_AIM OF THE TASK_:
Reproduce the entries that follow precisely, setting aside any images.

[Natural language region descriptions]
****************

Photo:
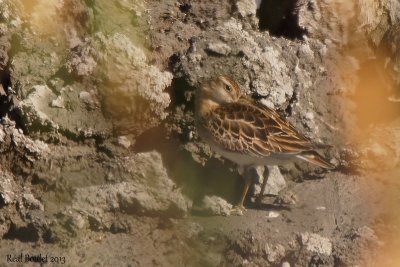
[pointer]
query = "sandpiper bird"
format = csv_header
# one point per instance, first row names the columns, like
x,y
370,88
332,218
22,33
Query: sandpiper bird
x,y
248,133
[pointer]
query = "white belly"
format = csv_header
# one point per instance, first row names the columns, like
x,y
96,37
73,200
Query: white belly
x,y
247,160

****************

_ANSWER_:
Photo:
[pointer]
query = "sandpiper bird"
format = csv_header
# one point per instance, first row names the columns, like
x,y
370,88
332,218
22,33
Query: sandpiper bird
x,y
248,133
[pointer]
query = "white belly"
format = csv_header
# one point per instance, first row names the columns, like
x,y
96,37
73,200
Query: white belly
x,y
247,160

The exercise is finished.